> _Your task_
There is a line containing "Query: black flip flop" in the entries below. Repeat that line and every line after it exactly, and nothing more.

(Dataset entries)
────────
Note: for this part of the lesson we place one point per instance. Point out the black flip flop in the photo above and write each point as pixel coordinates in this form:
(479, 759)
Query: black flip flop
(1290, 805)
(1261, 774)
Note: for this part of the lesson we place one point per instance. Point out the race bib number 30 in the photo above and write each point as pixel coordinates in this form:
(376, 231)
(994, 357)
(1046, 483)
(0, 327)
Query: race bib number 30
────────
> _Result of this exercise_
Query: black flip flop
(1290, 805)
(1261, 774)
Note: for this part of the lesson we place one point per instance. Point out the race bib number 30 in the photo above and write each point as pixel coordinates in this form:
(376, 231)
(994, 357)
(1046, 483)
(0, 327)
Query: race bib number 30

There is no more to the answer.